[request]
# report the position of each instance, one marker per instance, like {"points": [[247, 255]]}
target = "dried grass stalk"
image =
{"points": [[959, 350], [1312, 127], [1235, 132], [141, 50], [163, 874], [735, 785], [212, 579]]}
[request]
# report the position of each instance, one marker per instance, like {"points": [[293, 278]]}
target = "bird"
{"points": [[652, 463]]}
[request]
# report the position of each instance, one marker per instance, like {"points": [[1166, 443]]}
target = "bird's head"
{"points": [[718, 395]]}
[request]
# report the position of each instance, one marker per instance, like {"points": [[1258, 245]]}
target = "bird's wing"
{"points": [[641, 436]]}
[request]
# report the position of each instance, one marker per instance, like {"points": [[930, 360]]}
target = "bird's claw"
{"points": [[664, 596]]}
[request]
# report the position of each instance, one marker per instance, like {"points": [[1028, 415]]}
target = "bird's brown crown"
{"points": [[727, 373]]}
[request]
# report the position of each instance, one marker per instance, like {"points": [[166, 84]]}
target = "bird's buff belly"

Action item: Above are the entries; count how many of their lines contain the word "like" and give only that number.

Answer box: 7